▸ EXERCISE REQUIREMENTS: Could you write the entries out again, exactly as they appear?

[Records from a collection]

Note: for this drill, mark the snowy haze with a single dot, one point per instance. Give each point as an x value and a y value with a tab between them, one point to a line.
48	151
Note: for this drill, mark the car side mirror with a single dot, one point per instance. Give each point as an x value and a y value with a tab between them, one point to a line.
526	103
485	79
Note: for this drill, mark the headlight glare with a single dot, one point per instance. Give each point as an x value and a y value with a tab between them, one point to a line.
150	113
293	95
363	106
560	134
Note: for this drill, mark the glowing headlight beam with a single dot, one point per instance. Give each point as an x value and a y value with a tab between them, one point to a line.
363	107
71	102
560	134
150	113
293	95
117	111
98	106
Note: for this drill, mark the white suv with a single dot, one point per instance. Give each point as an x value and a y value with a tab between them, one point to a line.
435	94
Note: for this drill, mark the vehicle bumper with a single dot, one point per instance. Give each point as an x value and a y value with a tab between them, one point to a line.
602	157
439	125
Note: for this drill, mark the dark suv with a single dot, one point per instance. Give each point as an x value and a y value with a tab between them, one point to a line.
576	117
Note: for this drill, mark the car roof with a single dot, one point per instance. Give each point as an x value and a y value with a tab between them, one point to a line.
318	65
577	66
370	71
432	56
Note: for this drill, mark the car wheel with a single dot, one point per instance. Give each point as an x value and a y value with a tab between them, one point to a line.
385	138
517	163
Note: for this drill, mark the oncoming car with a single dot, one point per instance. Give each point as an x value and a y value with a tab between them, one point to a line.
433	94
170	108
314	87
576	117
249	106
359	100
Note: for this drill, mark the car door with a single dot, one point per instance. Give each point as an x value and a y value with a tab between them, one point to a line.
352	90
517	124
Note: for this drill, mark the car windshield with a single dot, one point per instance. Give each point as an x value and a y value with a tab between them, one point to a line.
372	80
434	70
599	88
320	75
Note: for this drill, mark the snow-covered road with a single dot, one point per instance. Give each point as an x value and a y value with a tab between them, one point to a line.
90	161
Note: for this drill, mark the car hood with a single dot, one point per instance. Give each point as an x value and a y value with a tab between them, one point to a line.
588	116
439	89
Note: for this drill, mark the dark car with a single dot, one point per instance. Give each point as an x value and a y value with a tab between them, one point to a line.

▸ ANSWER FOR THE TASK:
Note: for this drill, mark the snowy haze with a single dot, one point per instance. Give each point as an x value and a y value with a tab between them, one point to a line.
48	151
Note: for this drill, mark the car side mirror with a single dot, one point per instance. Give each point as an x value and a y value with a tab between them, one point to a line.
526	103
485	79
Note: for this drill, mark the headlight glare with a single dot, one point per instance. Give each point as an x value and a y value with a tab between them, one point to a line.
150	113
293	95
363	106
560	134
Note: for this drill, mark the glowing headlight beam with a single dot, one point per instance. Give each point as an x value and a y value with a tab between them, one point to a line.
363	107
71	102
560	134
150	113
293	95
117	111
98	106
Note: for this drill, mark the white suv with a single dot, one point per instance. Give each point as an x value and a y value with a tab between them, one point to a line.
435	94
Note: for this drill, mark the vehicle bumper with a single dot, one point per instance. Give each point as an x value and a y value with a tab between them, one point to a line.
602	157
439	125
Note: for this drill, mark the dark suv with a single dot, one point per instance. Give each point as an x value and a y value with a tab between them, one point to a line.
576	117
Note: for this drill, mark the car roof with a single dot, one point per instance. Give each point as an x value and a y value with a tab between them, one point to a line.
318	65
577	66
370	71
432	56
Note: for this drill, mark the car wheel with a single dot, one point per instance. Give each point as an x value and a y value with a tab between them, one point to a line.
385	138
517	163
Note: for this drill, mark the oncoming car with a single dot, one point per instance. Give each point as an x value and a y value with a tab between them, one point to a line.
433	94
170	108
314	87
576	117
249	106
359	100
Note: for this drill, mark the car door with a single dot, one point per instance. Give each point as an x value and a y value with a tab between them, one point to a line.
352	90
517	124
Note: for this drill, mark the car windshield with a single dot, one point per instance. Give each point as an x value and a y value with a tab between them, one point to a line.
372	80
434	70
599	88
320	75
Note: for this drill, mark the snow-covered road with a single dot, one point per instance. Give each point as an x value and a y value with a tab between them, one point to a line.
90	161
Note: for this drill, mark the car hood with a single dot, one point per instance. Give each point as an x value and a y value with a tab between them, one point to a line.
588	116
439	89
Note: for this drill, mark the dark car with a single dot, one point per instance. Give each point as an x value and a y value with a tab between them, one point to a line.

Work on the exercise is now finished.